▸ WORK ITEM:
Count the lines in the records below that contain the word "before". Reply with the number only.
───── INPUT RECORDS ─────
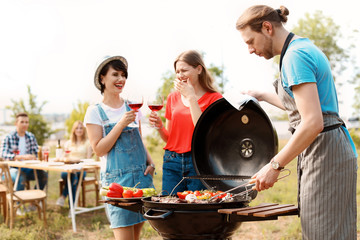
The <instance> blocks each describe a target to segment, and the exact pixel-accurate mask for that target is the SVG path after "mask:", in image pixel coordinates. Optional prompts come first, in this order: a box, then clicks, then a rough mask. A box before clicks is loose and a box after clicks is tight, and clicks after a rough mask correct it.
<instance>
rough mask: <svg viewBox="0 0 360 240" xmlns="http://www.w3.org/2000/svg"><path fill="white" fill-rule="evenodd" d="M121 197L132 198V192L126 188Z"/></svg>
mask: <svg viewBox="0 0 360 240" xmlns="http://www.w3.org/2000/svg"><path fill="white" fill-rule="evenodd" d="M123 197H124V198H132V197H134V192H133V191H132V190H131V189H126V190H125V191H124V192H123Z"/></svg>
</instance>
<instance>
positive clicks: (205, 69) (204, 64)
mask: <svg viewBox="0 0 360 240" xmlns="http://www.w3.org/2000/svg"><path fill="white" fill-rule="evenodd" d="M178 61H184V62H186V63H187V64H189V65H190V66H192V67H194V68H196V67H197V66H199V65H200V66H201V67H202V71H201V73H200V74H199V84H200V86H201V87H202V88H203V89H204V90H205V91H206V92H218V91H217V89H216V87H215V84H214V82H215V81H214V78H213V77H212V76H211V74H210V72H209V70H207V68H206V67H205V64H204V61H203V59H202V57H201V55H200V53H198V52H197V51H195V50H188V51H185V52H183V53H181V54H180V55H179V56H178V57H177V58H176V59H175V62H174V69H175V72H176V63H177V62H178Z"/></svg>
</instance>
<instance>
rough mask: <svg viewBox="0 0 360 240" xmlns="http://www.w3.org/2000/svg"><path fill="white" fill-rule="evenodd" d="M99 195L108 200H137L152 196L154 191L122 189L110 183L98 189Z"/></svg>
mask: <svg viewBox="0 0 360 240" xmlns="http://www.w3.org/2000/svg"><path fill="white" fill-rule="evenodd" d="M100 195H101V196H107V197H109V198H133V197H134V198H139V197H151V196H154V195H156V191H155V189H154V188H143V189H141V188H136V187H123V186H121V185H120V184H118V183H111V184H110V185H109V186H104V187H102V188H101V189H100Z"/></svg>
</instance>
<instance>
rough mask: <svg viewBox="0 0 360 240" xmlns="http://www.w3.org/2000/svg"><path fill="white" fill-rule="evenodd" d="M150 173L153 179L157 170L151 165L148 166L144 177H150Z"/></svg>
mask: <svg viewBox="0 0 360 240" xmlns="http://www.w3.org/2000/svg"><path fill="white" fill-rule="evenodd" d="M149 173H150V175H151V176H152V177H154V173H155V168H154V167H153V166H151V165H148V166H147V167H146V169H145V172H144V175H148V174H149Z"/></svg>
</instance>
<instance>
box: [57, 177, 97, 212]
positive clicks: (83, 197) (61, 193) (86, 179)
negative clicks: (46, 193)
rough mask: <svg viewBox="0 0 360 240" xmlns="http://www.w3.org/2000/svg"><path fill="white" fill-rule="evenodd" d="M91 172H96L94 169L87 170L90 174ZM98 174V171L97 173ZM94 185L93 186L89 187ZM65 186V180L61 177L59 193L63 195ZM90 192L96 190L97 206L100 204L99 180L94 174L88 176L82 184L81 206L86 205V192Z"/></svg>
mask: <svg viewBox="0 0 360 240" xmlns="http://www.w3.org/2000/svg"><path fill="white" fill-rule="evenodd" d="M89 173H95V172H94V171H91V170H90V171H86V174H87V175H88V174H89ZM95 174H96V173H95ZM91 186H94V187H92V188H88V187H91ZM64 187H65V181H64V180H63V179H62V178H60V179H59V195H60V196H61V194H62V191H63V189H64ZM88 192H95V198H96V199H95V204H96V206H99V182H98V180H96V177H92V176H86V177H85V178H84V179H83V181H82V184H81V194H80V199H79V206H80V207H85V206H86V193H88Z"/></svg>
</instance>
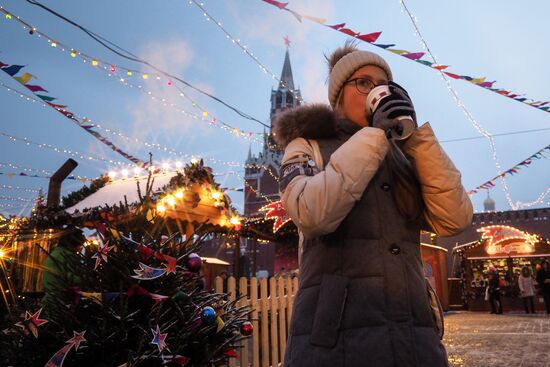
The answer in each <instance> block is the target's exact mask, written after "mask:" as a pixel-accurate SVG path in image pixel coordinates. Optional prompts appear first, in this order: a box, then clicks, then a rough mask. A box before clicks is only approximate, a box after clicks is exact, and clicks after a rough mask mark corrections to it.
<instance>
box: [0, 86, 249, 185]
mask: <svg viewBox="0 0 550 367" xmlns="http://www.w3.org/2000/svg"><path fill="white" fill-rule="evenodd" d="M0 86H1V87H3V88H5V89H6V90H8V91H10V92H12V93H14V94H17V95H19V96H20V97H21V98H24V99H25V100H27V101H29V102H34V103H36V102H38V103H40V104H41V105H42V106H44V107H48V106H47V105H46V104H45V103H44V102H43V101H42V100H40V99H38V98H35V97H34V96H31V95H28V94H25V93H23V92H21V91H19V90H17V89H14V88H11V87H8V86H6V85H5V84H3V83H1V82H0ZM79 118H81V119H82V120H83V121H86V123H87V124H88V125H90V126H92V127H94V128H97V129H100V130H102V131H105V132H107V133H109V134H111V135H114V136H117V137H120V138H123V139H125V140H127V141H130V142H134V143H139V144H143V145H144V146H146V147H149V148H155V149H158V150H159V151H161V152H167V153H169V154H171V155H175V156H178V157H183V158H184V159H195V158H197V156H196V155H190V154H186V153H182V152H178V151H176V150H175V149H173V148H168V147H165V146H162V145H160V144H157V143H150V142H147V141H140V140H139V139H137V138H132V137H129V136H126V135H124V134H122V133H120V132H118V131H116V130H114V129H109V128H105V127H103V126H102V125H100V124H95V123H92V120H90V119H88V118H87V117H79ZM204 159H206V160H208V161H211V162H212V163H217V164H223V165H226V166H228V167H245V165H243V164H242V163H239V162H231V161H223V160H220V159H215V158H211V157H205V158H204ZM122 164H124V163H122ZM176 165H177V163H176ZM46 174H49V173H46Z"/></svg>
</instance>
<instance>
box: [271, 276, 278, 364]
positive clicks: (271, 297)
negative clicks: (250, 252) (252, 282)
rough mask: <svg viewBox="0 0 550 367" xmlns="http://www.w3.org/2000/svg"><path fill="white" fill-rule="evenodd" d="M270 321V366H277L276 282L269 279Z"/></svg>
mask: <svg viewBox="0 0 550 367" xmlns="http://www.w3.org/2000/svg"><path fill="white" fill-rule="evenodd" d="M269 298H271V302H270V306H271V307H270V308H271V310H270V316H271V317H270V320H271V325H270V329H271V365H272V366H278V365H279V346H278V344H279V343H278V338H277V334H278V333H277V282H276V280H275V278H273V277H271V278H269Z"/></svg>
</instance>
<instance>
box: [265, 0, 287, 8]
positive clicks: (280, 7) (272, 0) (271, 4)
mask: <svg viewBox="0 0 550 367" xmlns="http://www.w3.org/2000/svg"><path fill="white" fill-rule="evenodd" d="M263 1H265V2H266V3H268V4H271V5H273V6H276V7H278V8H279V9H284V8H286V6H287V5H288V3H282V2H280V1H275V0H263Z"/></svg>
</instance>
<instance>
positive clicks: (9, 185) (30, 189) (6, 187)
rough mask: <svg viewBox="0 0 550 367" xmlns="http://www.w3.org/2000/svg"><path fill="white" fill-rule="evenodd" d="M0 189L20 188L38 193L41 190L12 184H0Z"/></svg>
mask: <svg viewBox="0 0 550 367" xmlns="http://www.w3.org/2000/svg"><path fill="white" fill-rule="evenodd" d="M0 189H6V190H21V191H25V192H30V193H40V192H41V191H42V189H31V188H30V187H19V186H12V185H0Z"/></svg>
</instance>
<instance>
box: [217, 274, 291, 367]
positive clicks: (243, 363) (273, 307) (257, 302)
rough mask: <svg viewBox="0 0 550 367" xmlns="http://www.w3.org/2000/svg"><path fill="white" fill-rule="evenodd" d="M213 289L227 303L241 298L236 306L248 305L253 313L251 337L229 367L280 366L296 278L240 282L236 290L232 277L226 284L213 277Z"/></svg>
mask: <svg viewBox="0 0 550 367" xmlns="http://www.w3.org/2000/svg"><path fill="white" fill-rule="evenodd" d="M258 283H259V284H258ZM214 285H215V286H214V289H215V290H216V292H220V293H222V292H223V293H227V294H228V298H229V299H230V300H234V299H235V298H236V297H237V295H238V296H242V299H241V301H240V303H239V305H240V306H244V305H248V306H250V308H251V310H252V314H251V317H250V318H251V320H250V321H251V322H252V324H253V325H254V331H253V333H252V336H251V337H250V338H248V339H247V340H244V341H243V342H242V345H241V349H240V351H239V355H240V359H232V360H231V361H230V363H229V366H230V367H236V366H241V367H248V366H252V367H269V366H273V367H276V366H279V365H280V366H283V359H284V355H285V349H286V339H287V336H288V332H289V328H290V320H291V318H292V305H293V304H294V297H295V295H296V292H297V291H298V278H297V277H290V276H281V277H276V278H275V277H273V278H269V279H267V278H261V279H260V280H259V282H258V279H256V278H250V279H247V278H241V279H239V284H238V286H237V282H236V279H235V278H234V277H230V278H228V279H227V280H226V284H224V280H223V279H222V278H220V277H216V279H215V283H214Z"/></svg>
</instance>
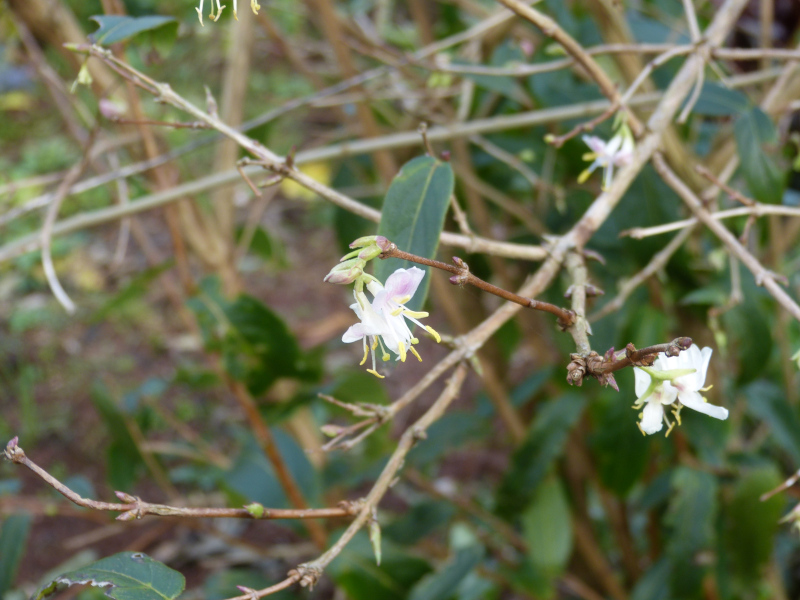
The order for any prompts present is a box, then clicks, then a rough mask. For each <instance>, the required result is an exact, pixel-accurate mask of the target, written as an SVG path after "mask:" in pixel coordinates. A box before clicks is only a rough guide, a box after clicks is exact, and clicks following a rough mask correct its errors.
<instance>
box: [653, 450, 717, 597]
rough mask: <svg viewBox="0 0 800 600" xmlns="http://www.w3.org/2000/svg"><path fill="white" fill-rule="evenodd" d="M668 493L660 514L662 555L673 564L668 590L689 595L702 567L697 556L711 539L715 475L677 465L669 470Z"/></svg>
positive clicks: (712, 522)
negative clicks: (671, 474)
mask: <svg viewBox="0 0 800 600" xmlns="http://www.w3.org/2000/svg"><path fill="white" fill-rule="evenodd" d="M671 485H672V496H671V498H670V503H669V508H668V509H667V513H666V515H665V517H664V524H665V526H666V527H667V528H668V537H667V540H666V543H665V551H666V552H665V555H666V557H667V558H669V560H670V562H671V563H672V565H673V577H672V579H671V584H672V592H673V594H674V595H675V596H677V597H681V598H684V597H691V596H693V595H694V594H695V593H696V591H697V590H698V589H699V587H700V583H701V581H702V577H703V573H704V567H703V566H701V565H700V564H698V560H697V556H698V555H699V554H700V553H701V552H702V551H705V550H708V549H710V548H711V547H712V546H713V544H714V542H715V528H714V523H715V520H716V517H717V509H718V506H717V479H716V477H714V476H713V475H712V474H710V473H707V472H704V471H698V470H695V469H692V468H689V467H683V466H682V467H678V468H677V469H675V471H674V472H673V474H672V481H671Z"/></svg>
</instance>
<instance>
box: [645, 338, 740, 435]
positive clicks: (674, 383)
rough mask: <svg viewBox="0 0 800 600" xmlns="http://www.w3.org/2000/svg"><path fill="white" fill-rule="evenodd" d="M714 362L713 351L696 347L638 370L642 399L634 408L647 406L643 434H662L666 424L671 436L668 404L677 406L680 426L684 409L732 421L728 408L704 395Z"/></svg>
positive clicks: (676, 418)
mask: <svg viewBox="0 0 800 600" xmlns="http://www.w3.org/2000/svg"><path fill="white" fill-rule="evenodd" d="M710 360H711V348H703V349H702V350H700V349H699V348H698V347H697V346H696V345H695V344H692V346H691V347H690V348H689V349H688V350H684V351H683V352H681V353H680V354H679V355H678V356H666V355H665V354H661V355H659V357H658V358H657V359H656V361H655V363H654V364H653V366H652V367H641V368H640V367H635V368H634V370H633V371H634V377H635V380H636V396H637V398H638V400H637V401H636V404H635V405H634V408H636V409H640V408H642V407H644V408H643V410H642V414H641V421H640V422H639V428H640V429H641V430H642V433H644V434H652V433H656V432H657V431H661V427H662V422H666V423H667V425H668V426H669V430H668V431H667V434H669V432H670V431H671V430H672V427H673V424H672V423H670V422H669V420H668V419H667V416H666V414H665V413H664V406H667V405H673V406H674V407H675V408H674V410H673V411H672V412H673V414H674V415H675V418H676V419H677V421H678V424H680V410H681V408H682V407H684V406H687V407H689V408H691V409H692V410H696V411H697V412H701V413H703V414H706V415H709V416H711V417H714V418H715V419H722V420H724V419H727V418H728V410H727V409H726V408H723V407H721V406H715V405H713V404H709V403H708V401H707V400H706V399H705V398H704V397H703V396H702V395H701V394H700V392H702V391H705V390H707V389H708V388H703V386H704V385H705V381H706V373H707V372H708V362H709V361H710ZM676 400H677V403H676Z"/></svg>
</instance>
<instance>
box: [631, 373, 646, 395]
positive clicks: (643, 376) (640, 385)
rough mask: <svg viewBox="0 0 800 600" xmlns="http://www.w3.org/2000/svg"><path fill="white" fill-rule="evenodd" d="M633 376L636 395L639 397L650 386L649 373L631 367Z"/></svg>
mask: <svg viewBox="0 0 800 600" xmlns="http://www.w3.org/2000/svg"><path fill="white" fill-rule="evenodd" d="M633 378H634V382H635V390H636V397H637V398H641V397H642V396H643V395H644V393H645V392H646V391H647V388H648V387H650V375H648V374H647V373H645V372H644V371H642V370H641V369H640V368H638V367H634V368H633Z"/></svg>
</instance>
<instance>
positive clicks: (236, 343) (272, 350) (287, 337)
mask: <svg viewBox="0 0 800 600" xmlns="http://www.w3.org/2000/svg"><path fill="white" fill-rule="evenodd" d="M224 311H225V315H226V316H227V317H228V320H229V321H230V324H231V325H232V326H233V327H234V329H235V330H236V332H237V333H238V334H239V336H240V339H235V340H229V341H230V343H231V345H230V346H229V347H228V351H229V354H228V357H229V358H230V360H231V362H230V363H229V366H230V367H231V368H232V369H233V370H234V371H235V375H236V376H237V377H238V378H243V379H244V380H245V381H246V383H247V387H248V388H250V392H251V393H252V394H254V395H256V396H257V395H260V394H262V393H264V392H265V391H266V390H267V389H268V388H269V387H270V386H271V385H272V384H273V383H274V382H275V380H277V379H278V378H279V377H297V378H305V377H313V368H312V365H311V364H309V363H310V361H308V360H307V357H306V355H305V354H304V353H303V352H302V351H301V350H300V346H299V345H298V344H297V340H296V339H295V337H294V336H293V335H292V333H291V332H290V331H289V328H288V327H286V324H285V323H284V322H283V320H282V319H281V318H280V317H279V316H278V315H276V314H275V313H274V312H272V311H271V310H270V309H269V308H267V307H266V306H265V305H264V304H262V303H261V302H260V301H259V300H257V299H255V298H253V297H252V296H247V295H242V296H239V298H237V299H236V301H235V302H234V303H233V304H230V305H228V306H227V307H225V308H224ZM241 355H245V357H246V358H248V359H249V360H246V361H245V363H244V364H242V363H241V362H239V360H240V359H241V358H242V356H241Z"/></svg>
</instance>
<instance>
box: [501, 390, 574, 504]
─────
▸ EXERCISE ANSWER:
3